## Work instruction
Would you print each of the entries below precisely as given?
Dataset records START
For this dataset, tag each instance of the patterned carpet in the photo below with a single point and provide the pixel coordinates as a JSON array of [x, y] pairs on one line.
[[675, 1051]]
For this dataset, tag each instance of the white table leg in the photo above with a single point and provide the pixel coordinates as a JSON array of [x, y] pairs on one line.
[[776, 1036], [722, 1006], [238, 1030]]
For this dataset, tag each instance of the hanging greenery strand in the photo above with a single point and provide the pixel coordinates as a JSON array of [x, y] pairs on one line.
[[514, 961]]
Dataset records END
## Response to the task
For this dataset, tag each instance of the patterned carpet in the photo below with a single point and provide the pixel coordinates as a JSON array of [x, y] pairs on one line.
[[675, 1051]]
For this dataset, tag each instance of the white table leg in the photo above with a single point and provide the pixel coordinates as a JSON array of [x, y] pairs on one line.
[[776, 1036], [722, 1006], [238, 1030]]
For this dataset, tag each instance of the hanging greenery strand in the photo above with a single point and provide the pixel coordinates as a JSON array of [x, y] pairs on one line.
[[514, 961]]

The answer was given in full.